### [Extracted records]
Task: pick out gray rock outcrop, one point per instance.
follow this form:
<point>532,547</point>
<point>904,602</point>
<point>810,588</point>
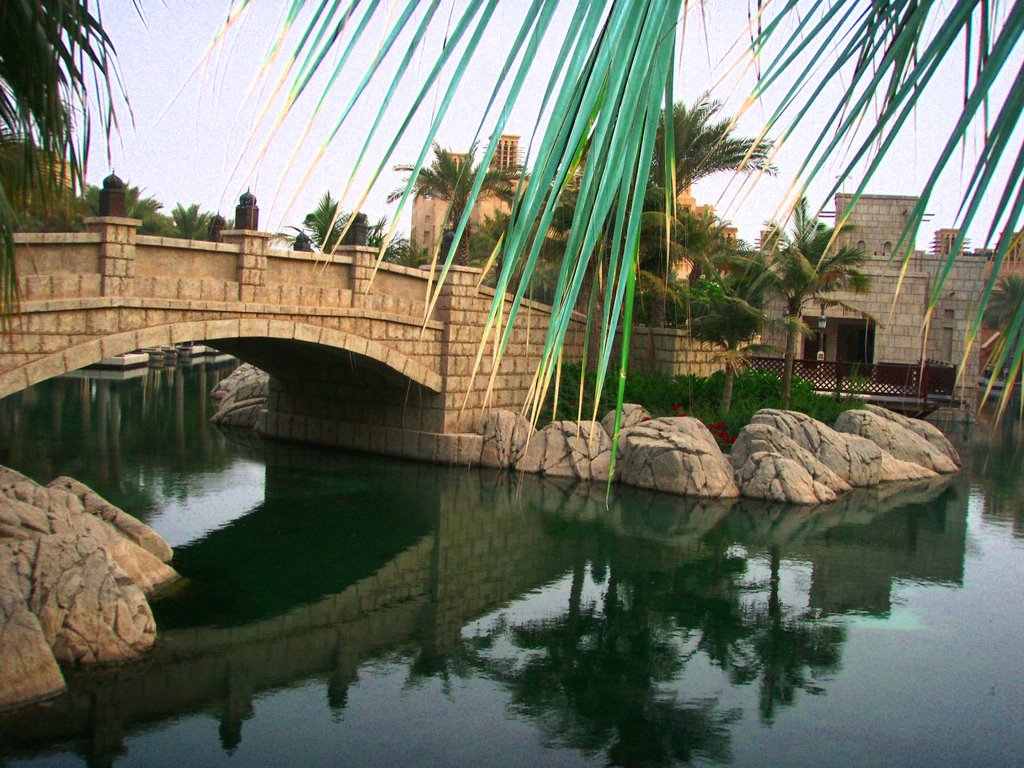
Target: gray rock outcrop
<point>774,477</point>
<point>762,437</point>
<point>505,436</point>
<point>632,416</point>
<point>127,525</point>
<point>241,396</point>
<point>676,455</point>
<point>856,460</point>
<point>895,438</point>
<point>75,571</point>
<point>89,609</point>
<point>568,449</point>
<point>28,670</point>
<point>923,429</point>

### [Brief]
Rewrite every line of the entries above as a numbered list, dropping any blank lines. Leave the pictures out of your answer.

### [Written reply]
1. Task: pick out gray rock outcrop, one point per instance.
2. follow this form:
3. <point>532,547</point>
4. <point>904,602</point>
5. <point>810,588</point>
6. Target: gray rock outcrop
7. <point>774,477</point>
8. <point>762,437</point>
9. <point>505,436</point>
10. <point>632,416</point>
11. <point>127,525</point>
12. <point>241,396</point>
13. <point>676,455</point>
14. <point>856,460</point>
15. <point>895,438</point>
16. <point>75,571</point>
17. <point>89,609</point>
18. <point>568,449</point>
19. <point>28,670</point>
20. <point>923,429</point>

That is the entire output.